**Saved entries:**
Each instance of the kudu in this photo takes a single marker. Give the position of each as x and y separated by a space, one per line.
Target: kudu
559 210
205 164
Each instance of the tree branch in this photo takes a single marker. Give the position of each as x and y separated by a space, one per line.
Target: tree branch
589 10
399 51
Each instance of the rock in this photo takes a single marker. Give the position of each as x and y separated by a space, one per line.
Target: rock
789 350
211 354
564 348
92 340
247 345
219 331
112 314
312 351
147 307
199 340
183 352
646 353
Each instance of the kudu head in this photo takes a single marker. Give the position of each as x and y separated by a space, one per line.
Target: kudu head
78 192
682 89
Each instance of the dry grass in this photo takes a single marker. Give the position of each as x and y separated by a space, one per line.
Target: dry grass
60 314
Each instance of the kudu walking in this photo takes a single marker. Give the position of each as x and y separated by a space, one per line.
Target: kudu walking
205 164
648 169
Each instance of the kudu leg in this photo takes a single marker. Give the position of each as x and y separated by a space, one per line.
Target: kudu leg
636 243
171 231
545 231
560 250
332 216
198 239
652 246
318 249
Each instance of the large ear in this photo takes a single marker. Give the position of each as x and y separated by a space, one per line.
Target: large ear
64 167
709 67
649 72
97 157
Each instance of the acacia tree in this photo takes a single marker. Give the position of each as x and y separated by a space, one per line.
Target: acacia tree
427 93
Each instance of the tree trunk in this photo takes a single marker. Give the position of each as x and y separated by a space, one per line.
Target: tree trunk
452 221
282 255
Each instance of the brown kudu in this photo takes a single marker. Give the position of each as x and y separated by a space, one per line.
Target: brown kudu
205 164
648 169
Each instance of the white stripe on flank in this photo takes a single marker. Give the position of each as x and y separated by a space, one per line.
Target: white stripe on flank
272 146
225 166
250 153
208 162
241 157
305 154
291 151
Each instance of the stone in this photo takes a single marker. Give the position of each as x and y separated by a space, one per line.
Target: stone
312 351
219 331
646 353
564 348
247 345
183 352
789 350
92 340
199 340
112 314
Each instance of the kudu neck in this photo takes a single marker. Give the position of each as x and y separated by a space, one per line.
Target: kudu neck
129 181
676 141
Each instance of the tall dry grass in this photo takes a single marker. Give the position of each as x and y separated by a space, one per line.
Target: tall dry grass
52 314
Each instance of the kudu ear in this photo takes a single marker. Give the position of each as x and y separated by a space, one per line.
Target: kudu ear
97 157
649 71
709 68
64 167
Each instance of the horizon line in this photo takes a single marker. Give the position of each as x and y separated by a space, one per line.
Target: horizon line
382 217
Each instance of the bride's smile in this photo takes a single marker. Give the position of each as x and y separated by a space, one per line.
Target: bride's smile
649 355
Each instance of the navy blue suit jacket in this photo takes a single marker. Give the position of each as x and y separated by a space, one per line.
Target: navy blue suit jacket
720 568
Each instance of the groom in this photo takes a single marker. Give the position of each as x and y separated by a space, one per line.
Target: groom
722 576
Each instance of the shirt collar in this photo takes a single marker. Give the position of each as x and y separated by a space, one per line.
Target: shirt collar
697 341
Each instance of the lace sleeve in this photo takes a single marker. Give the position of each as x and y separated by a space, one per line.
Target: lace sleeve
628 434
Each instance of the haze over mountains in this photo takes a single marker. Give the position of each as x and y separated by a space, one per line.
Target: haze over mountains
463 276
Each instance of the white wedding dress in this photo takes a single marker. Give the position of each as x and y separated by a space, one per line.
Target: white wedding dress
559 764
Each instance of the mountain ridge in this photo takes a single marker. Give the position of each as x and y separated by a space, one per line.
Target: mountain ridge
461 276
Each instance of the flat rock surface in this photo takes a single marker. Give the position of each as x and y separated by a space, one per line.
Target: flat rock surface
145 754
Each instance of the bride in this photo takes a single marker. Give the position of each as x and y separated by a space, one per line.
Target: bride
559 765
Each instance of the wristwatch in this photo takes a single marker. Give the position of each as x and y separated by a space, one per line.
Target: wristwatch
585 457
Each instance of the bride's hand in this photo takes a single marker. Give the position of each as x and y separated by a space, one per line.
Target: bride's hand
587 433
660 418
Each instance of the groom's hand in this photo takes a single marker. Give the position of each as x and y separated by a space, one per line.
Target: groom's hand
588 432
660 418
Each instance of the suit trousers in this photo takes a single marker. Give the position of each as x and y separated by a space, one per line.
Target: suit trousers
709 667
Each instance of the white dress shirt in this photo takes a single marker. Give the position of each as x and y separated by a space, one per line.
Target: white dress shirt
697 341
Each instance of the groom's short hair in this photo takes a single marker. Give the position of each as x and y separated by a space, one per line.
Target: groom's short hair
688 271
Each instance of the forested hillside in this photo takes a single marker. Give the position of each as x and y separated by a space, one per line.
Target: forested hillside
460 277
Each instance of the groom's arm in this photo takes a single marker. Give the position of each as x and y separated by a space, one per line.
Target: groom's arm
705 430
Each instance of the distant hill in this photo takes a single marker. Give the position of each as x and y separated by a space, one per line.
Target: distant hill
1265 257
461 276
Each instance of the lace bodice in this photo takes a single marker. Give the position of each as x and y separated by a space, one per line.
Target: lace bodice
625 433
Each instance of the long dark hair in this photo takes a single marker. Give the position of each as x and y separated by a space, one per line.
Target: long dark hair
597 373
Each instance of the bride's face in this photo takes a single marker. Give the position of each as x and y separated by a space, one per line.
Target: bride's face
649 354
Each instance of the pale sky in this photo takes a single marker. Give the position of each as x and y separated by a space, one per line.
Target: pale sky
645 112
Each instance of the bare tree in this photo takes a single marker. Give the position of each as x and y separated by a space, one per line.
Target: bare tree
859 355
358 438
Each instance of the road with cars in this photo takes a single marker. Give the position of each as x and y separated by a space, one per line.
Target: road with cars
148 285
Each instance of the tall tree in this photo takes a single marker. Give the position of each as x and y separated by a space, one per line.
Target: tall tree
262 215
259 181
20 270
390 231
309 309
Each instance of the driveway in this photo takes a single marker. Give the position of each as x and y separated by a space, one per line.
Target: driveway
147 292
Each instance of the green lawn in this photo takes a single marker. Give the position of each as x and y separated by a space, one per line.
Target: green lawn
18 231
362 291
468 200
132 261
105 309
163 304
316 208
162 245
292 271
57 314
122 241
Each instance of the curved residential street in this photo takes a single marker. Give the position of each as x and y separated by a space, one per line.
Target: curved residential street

**WORK TASK:**
In the entries above, find the line holding "Each instance of the forested" and the line holding "Each instance of the lace bodice", then retype exactly those two lines and every line between them, and nothing else.

**ANSWER TO THE EXERCISE:**
Each instance of the forested hillside in this photo takes a single marker. Give the position of each as x and y separated by a space, one per line.
Target: forested hillside
460 277
Each instance of the groom's arm in this photo takes a single marker. Give the position of each as x and y separated by a space, one per line.
Target: groom's arm
705 430
Each instance of the distant hill in this photo takes a single marker. Give the position of each as x and y separated by a space, one per line.
Target: distant hill
1265 257
461 276
Each instance of the lace bodice in this photo takes a single marker. Give the position of each as x and y separated by a space, one per line.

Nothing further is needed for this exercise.